__ASSIGNED TASK 1__. Decide whether each statement agrees with the passage about Charlie: (a) The puppy the daughters favored was female. (b) Harry was twelve years old. (c) The daughters asked their mother before asking their father. For each, answer yes or no and quote the words of the passage that settle it.
__ASSIGNED TASK 2__. In the passage about Charlie, where did the daughters see the corgi puppies?
__ASSIGNED TASK 3__. Turn the paragraph of the passage about Charlie that begins "Charlie is our year and a half old corgi puppy" into a short bulleted list that keeps its main facts.

__EXCERPT__.

—————

Charlie is our year and a half old corgi puppy that burst into our lives unexpectedly the summer before last. I had no plans to get another dog. We had an eleven year old corgi named Harry who had cancer and required a lot of care, plus Hank. Three dogs seemed overwhelming and I didn’t know how much time Harry had left. Adding a puppy to our household in his last few months seemed unfair to him. But my daughters are very persuasive and when they saw these corgi puppies at a horse show they brought them to me, wriggling through their arms and licking their faces. “Aren’t they cuuute!” they wailed. “Smell them!” they demanded. I put my nose into their fur and smelled that new puppy smell, allowing myself to melt into that bliss for a moment. They had already picked out their favorite of the three, a girl. They begged and begged, but I told them their Dad would most certainly say no. He said we had a pet moratorium on the house. One pet had to die before we were allowed to get another. “But he already said yes!” they shouted. Those clever monkeys went to him first. I couldn’t believe he was such a sucker, but I underestimated Charlie’s power over him even then. My older daughter wisely added, “It will be good for Harry. He can train her and it might make him feel useful again.” I didn’t really have a good argument if their Dad had agreed, and they knew it. They were pretending to let me think about it. And that was that.

—————

__EXCERPTED RECORDS__.
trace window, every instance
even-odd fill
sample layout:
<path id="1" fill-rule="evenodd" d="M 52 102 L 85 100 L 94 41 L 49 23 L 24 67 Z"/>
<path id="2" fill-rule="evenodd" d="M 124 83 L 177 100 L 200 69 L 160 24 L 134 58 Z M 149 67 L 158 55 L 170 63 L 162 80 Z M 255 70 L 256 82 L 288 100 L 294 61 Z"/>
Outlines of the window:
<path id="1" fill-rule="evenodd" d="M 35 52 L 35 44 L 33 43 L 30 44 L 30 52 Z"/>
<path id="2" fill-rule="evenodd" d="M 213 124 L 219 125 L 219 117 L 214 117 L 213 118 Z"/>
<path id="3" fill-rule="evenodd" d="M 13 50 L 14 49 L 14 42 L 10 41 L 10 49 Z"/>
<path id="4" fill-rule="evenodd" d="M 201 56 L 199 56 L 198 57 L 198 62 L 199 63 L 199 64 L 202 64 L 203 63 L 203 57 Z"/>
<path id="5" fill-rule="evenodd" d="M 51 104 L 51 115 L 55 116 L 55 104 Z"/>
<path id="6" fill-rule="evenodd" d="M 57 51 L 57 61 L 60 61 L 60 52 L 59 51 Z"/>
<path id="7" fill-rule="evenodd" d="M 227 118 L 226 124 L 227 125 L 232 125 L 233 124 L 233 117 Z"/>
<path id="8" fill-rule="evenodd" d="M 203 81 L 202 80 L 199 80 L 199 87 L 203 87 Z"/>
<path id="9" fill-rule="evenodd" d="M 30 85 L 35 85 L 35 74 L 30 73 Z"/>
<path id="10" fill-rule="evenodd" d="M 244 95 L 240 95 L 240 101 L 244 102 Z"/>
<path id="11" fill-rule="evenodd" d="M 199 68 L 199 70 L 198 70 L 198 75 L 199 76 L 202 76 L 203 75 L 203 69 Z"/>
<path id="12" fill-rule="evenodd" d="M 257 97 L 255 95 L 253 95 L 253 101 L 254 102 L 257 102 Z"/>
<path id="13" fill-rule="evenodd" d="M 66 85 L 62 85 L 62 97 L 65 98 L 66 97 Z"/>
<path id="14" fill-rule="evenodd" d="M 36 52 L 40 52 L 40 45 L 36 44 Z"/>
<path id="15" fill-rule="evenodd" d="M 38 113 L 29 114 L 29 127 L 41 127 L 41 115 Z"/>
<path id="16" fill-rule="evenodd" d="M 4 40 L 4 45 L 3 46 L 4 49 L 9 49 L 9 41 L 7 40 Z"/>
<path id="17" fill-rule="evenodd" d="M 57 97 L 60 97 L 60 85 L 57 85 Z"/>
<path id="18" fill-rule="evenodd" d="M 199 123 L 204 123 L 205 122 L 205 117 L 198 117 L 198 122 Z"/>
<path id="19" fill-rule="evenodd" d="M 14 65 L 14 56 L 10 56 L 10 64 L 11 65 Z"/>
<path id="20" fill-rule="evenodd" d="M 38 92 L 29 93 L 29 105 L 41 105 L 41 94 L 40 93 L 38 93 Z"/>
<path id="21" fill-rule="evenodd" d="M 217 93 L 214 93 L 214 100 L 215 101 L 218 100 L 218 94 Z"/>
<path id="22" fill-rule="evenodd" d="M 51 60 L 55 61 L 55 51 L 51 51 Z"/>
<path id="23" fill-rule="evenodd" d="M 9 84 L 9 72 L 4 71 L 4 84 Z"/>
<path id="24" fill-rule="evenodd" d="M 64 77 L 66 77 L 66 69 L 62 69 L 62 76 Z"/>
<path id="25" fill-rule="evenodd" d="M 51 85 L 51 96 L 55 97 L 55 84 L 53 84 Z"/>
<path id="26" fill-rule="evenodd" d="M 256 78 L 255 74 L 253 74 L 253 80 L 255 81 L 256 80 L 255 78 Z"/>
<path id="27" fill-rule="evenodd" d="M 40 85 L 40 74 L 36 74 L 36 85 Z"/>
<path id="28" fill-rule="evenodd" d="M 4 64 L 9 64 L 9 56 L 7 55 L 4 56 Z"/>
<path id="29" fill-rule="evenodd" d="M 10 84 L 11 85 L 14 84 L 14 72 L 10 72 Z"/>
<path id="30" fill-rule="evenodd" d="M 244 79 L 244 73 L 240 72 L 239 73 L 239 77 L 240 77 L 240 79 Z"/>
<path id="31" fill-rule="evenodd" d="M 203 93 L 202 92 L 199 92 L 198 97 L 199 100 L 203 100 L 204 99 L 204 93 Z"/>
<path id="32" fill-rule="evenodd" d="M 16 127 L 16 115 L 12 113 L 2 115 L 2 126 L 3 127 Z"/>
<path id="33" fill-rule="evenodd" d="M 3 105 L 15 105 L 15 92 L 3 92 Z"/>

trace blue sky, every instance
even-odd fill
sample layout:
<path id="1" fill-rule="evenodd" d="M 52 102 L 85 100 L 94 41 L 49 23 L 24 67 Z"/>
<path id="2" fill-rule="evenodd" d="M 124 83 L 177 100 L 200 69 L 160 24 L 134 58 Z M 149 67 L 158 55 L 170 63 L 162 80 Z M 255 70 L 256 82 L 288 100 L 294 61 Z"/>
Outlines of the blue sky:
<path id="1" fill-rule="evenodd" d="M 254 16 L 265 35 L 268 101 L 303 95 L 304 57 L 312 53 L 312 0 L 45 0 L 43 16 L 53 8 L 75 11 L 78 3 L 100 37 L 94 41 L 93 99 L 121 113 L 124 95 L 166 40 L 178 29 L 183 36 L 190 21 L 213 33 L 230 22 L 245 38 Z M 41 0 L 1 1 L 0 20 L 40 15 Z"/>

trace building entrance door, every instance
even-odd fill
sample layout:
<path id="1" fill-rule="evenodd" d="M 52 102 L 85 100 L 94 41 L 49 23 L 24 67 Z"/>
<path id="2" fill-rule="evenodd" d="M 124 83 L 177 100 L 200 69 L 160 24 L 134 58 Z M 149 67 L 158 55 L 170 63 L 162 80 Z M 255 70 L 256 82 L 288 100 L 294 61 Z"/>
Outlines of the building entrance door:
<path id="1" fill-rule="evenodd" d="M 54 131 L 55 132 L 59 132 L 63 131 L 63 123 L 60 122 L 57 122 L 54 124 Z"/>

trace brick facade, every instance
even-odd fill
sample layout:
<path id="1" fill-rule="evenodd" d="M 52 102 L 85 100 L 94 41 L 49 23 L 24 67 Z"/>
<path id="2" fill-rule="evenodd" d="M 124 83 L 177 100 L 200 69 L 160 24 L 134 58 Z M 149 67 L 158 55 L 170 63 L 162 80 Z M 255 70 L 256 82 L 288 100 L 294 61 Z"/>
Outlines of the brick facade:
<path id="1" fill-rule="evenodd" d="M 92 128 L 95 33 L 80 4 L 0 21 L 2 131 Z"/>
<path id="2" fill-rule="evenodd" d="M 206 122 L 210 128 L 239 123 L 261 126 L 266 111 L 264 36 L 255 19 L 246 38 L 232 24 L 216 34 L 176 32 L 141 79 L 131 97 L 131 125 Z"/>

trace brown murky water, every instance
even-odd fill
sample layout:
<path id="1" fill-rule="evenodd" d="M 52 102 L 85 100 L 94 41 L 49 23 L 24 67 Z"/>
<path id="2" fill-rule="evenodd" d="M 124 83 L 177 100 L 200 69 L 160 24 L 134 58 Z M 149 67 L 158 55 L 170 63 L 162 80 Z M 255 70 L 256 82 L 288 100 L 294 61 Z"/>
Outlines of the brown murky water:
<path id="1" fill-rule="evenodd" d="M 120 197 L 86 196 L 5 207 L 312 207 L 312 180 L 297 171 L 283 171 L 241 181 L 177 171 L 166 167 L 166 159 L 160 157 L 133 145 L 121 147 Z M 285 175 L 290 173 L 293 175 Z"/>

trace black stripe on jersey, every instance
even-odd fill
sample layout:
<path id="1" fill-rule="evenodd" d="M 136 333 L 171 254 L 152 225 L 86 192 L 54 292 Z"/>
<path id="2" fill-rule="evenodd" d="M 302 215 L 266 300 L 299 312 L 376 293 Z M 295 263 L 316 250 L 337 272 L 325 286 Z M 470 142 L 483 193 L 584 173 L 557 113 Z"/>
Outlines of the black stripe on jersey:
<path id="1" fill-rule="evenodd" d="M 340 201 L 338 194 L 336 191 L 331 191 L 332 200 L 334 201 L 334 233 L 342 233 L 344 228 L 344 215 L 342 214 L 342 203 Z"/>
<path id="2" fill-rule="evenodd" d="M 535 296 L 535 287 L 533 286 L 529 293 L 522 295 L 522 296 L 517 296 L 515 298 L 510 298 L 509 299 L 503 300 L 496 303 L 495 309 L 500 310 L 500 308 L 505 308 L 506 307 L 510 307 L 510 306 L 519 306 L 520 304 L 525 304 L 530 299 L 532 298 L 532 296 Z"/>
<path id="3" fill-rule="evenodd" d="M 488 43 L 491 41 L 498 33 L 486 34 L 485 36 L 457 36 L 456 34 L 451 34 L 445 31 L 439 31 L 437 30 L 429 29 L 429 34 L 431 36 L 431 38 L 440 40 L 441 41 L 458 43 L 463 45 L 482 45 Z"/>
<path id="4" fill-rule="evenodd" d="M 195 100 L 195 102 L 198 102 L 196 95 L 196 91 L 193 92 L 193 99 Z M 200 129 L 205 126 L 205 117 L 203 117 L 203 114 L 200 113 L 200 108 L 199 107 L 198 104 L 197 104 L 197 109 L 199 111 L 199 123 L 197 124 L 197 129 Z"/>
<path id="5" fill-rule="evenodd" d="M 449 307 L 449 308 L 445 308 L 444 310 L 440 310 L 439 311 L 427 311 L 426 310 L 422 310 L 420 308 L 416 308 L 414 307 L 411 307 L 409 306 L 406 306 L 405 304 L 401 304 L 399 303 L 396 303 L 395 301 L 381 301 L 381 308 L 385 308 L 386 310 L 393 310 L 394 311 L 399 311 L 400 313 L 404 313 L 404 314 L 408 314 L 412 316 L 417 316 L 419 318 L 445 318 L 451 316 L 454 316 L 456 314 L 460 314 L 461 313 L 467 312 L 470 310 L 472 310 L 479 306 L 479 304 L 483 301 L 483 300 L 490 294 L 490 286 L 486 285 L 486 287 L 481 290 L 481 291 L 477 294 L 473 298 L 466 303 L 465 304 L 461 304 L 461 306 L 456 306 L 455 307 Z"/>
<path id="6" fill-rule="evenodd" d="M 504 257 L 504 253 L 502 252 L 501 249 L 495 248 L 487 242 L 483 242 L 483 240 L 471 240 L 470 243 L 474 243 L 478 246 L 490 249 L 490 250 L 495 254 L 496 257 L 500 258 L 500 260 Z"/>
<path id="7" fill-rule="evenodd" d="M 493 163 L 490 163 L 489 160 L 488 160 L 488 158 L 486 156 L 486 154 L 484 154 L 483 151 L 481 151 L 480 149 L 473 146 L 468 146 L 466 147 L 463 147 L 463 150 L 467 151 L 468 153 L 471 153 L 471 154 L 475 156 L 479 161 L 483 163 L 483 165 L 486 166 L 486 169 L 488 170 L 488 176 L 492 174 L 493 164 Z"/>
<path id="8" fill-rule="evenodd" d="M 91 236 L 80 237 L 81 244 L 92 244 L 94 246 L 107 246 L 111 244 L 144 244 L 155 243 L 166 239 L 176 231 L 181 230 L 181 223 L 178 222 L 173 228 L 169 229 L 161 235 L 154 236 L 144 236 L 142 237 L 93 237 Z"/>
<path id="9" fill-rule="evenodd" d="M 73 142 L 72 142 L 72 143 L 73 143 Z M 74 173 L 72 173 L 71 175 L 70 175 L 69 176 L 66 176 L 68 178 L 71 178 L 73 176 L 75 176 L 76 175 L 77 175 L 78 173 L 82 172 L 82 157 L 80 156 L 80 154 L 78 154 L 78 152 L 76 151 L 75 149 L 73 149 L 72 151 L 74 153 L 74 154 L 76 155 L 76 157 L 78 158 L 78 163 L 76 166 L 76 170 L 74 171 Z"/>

—————

__EXPECTED ANSWER 1__.
(a) Yes: "They had already picked out their favorite of the three, a girl."
(b) No: "We had an eleven year old corgi named Harry who had cancer and required a lot of care, plus Hank."
(c) No: "Those clever monkeys went to him first."

__EXPECTED ANSWER 2__. At a horse show.

__EXPECTED ANSWER 3__.
- Charlie is a corgi puppy, a year and a half old, who arrived unexpectedly the summer before last.
- The narrator had no plans for another dog. The household already had Harry, an eleven-year-old corgi with cancer who needed a lot of care, plus Hank.
- Three dogs seemed overwhelming, and adding a puppy during Harry's last months seemed unfair to him.
- The daughters saw three corgi puppies at a horse show, brought them to the narrator, and had already chosen a girl as their favorite.
- The narrator expected their Dad to refuse. He had set a pet moratorium: one pet had to die before another could come.
- The daughters had already gone to him first, and he had said yes.
- The older daughter argued that Harry could train the puppy and might feel useful again.
- With the Dad's agreement, the narrator had no good argument, and the matter was settled.